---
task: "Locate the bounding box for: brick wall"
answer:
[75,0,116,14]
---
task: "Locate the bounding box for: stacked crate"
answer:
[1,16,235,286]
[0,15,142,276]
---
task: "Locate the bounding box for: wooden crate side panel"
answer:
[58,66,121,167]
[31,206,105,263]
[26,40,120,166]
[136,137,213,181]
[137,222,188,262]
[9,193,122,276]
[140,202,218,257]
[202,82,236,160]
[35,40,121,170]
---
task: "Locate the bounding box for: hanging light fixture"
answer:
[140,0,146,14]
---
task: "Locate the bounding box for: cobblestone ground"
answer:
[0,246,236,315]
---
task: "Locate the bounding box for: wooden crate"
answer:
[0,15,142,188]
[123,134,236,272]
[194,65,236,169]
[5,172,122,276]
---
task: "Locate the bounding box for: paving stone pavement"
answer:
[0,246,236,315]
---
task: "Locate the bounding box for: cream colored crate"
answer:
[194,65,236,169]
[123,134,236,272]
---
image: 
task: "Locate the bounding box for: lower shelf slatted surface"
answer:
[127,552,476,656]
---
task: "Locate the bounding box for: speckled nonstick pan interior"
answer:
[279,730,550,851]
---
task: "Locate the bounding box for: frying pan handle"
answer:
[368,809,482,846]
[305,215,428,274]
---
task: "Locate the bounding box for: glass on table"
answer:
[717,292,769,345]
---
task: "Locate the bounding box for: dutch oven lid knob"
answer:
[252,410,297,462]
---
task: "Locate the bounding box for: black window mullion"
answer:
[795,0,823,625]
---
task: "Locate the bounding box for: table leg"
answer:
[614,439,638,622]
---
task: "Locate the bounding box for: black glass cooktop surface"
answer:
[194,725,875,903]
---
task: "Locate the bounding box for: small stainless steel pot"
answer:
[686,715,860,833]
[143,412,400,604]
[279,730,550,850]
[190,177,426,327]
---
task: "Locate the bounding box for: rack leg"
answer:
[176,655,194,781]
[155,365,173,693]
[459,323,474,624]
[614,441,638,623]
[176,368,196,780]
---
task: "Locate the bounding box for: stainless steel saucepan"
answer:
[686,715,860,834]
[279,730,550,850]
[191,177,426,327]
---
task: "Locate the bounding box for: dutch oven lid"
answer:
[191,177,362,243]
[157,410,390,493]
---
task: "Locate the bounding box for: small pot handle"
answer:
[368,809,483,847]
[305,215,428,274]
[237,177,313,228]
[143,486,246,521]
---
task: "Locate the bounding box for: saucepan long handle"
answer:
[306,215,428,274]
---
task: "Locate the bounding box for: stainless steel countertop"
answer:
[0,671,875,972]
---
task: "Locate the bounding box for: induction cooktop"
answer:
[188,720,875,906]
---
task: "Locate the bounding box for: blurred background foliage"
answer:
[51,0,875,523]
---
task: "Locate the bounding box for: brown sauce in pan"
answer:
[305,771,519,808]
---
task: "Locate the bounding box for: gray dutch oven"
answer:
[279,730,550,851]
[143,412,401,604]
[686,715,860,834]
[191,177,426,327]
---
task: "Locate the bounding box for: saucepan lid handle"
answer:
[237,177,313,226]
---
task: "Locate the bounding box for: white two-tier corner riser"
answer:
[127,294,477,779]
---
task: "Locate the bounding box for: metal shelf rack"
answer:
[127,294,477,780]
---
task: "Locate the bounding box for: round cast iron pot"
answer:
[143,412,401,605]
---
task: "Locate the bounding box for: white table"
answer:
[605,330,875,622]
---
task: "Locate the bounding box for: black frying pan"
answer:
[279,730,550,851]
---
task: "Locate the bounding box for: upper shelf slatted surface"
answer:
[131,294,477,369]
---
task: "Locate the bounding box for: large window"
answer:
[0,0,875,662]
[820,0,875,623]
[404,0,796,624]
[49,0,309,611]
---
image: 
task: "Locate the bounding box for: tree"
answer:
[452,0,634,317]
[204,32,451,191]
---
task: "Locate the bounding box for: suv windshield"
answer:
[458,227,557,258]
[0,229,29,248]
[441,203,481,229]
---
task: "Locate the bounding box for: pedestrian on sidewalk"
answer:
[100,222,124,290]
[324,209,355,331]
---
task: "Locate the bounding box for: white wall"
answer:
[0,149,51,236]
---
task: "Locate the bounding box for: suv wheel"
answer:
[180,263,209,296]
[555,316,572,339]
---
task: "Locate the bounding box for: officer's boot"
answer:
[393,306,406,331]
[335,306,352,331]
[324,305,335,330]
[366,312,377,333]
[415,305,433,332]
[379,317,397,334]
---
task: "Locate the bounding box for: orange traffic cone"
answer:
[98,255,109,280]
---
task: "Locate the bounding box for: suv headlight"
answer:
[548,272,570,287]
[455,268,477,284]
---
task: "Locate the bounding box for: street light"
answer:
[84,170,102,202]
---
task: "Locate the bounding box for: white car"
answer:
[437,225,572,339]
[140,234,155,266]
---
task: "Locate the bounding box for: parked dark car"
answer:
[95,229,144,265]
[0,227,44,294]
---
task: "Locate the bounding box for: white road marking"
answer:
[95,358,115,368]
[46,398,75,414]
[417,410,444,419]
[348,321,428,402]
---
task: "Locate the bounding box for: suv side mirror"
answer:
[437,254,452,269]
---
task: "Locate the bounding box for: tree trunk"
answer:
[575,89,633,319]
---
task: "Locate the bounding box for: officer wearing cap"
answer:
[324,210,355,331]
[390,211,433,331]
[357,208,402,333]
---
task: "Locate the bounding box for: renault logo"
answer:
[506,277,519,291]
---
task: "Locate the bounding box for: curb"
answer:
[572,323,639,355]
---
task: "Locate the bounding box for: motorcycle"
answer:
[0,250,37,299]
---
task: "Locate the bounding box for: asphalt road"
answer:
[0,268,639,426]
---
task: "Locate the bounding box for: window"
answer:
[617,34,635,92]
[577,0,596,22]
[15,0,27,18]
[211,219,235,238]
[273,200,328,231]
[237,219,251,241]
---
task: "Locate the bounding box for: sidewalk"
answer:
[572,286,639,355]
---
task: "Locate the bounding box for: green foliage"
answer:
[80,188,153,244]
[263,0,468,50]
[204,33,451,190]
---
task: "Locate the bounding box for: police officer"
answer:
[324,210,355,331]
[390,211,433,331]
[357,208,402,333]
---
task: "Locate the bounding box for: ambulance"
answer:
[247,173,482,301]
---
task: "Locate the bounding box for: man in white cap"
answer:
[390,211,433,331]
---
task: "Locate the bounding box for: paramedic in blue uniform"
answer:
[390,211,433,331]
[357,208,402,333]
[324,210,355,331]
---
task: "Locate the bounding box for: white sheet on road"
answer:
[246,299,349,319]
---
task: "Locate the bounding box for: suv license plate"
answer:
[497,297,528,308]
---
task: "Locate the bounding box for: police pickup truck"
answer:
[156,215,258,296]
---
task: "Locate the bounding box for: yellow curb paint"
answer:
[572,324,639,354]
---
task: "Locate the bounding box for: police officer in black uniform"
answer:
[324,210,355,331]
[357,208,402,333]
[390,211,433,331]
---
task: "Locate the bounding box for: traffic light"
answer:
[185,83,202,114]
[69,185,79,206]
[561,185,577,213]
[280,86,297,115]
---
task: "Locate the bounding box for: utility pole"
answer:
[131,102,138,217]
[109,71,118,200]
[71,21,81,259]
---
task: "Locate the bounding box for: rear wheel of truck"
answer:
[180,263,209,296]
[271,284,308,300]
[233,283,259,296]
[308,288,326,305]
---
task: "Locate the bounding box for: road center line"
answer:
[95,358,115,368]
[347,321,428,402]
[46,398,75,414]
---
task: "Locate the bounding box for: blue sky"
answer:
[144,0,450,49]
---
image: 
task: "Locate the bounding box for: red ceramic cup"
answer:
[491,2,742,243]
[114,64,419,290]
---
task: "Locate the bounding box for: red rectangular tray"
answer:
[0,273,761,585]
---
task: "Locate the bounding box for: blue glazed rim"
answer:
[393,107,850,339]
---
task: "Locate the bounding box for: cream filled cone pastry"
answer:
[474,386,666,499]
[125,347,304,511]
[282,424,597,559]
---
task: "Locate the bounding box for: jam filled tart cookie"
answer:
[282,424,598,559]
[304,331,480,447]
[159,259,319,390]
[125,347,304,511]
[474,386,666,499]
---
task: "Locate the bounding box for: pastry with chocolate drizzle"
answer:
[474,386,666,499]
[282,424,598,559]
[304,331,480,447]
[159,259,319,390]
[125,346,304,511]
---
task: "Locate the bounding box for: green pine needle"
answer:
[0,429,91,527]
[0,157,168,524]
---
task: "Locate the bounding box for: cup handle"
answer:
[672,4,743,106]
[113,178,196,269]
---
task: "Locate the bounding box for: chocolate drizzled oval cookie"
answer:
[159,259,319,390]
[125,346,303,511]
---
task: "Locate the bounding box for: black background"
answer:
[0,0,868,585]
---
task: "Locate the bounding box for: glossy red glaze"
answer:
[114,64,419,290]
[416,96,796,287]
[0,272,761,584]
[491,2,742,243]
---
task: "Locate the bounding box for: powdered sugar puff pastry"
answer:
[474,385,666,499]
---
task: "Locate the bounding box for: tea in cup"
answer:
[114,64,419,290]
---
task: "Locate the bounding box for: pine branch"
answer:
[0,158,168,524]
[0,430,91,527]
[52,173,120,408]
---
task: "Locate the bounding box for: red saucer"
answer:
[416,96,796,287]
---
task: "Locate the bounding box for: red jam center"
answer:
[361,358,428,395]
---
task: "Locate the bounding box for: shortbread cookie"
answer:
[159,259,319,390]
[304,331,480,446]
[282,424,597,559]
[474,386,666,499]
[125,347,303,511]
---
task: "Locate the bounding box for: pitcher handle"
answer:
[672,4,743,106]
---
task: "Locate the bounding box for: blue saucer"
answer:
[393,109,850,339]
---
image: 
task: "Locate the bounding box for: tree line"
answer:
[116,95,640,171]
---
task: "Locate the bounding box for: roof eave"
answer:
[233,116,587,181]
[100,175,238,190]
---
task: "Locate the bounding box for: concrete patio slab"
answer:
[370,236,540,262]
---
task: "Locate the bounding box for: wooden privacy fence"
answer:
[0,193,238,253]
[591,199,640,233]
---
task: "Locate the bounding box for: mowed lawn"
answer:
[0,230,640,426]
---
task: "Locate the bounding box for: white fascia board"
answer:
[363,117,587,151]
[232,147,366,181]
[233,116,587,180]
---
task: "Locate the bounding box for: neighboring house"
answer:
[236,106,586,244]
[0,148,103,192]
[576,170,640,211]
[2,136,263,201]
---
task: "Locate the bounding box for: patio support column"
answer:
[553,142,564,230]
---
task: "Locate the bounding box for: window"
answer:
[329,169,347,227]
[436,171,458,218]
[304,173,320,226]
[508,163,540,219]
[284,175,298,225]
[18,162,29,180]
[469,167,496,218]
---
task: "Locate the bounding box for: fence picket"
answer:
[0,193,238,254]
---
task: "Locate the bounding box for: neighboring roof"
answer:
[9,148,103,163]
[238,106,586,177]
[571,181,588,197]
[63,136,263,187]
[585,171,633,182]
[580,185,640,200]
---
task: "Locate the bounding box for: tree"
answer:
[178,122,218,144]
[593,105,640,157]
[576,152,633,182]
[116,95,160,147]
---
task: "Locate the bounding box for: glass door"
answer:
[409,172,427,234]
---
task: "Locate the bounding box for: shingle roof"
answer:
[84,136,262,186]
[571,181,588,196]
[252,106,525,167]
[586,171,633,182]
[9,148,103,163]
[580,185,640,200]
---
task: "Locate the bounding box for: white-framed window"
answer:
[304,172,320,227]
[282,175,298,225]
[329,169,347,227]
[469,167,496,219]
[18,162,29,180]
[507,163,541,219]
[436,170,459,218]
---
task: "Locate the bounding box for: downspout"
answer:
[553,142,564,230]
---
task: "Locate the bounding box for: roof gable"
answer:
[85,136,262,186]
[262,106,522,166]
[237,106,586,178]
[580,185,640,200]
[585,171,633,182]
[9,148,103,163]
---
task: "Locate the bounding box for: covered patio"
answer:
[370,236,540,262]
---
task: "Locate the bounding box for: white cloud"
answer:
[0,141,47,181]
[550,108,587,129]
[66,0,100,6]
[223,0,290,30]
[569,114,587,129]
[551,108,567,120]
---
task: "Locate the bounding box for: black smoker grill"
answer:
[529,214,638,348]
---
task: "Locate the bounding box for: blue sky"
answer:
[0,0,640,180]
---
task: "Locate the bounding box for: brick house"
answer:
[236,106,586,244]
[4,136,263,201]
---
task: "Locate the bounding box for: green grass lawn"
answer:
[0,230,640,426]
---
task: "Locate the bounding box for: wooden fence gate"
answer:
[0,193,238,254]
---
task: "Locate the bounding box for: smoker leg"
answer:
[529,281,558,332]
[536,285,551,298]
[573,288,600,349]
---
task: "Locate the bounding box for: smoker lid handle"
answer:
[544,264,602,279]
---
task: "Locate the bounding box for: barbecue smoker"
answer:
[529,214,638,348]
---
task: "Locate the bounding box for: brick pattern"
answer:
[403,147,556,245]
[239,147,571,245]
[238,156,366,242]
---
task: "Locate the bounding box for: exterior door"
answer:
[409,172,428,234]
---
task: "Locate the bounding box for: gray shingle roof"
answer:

**What is required**
Retype the entries from their first line through the line containing "[0,15,142,276]", keeping both ends.

**Response to this task**
---
task: "Locate the bounding box for: brick wall"
answer:
[75,0,116,14]
---
task: "Locate the bounding box for: stacked crate"
answer:
[1,16,235,286]
[0,15,142,276]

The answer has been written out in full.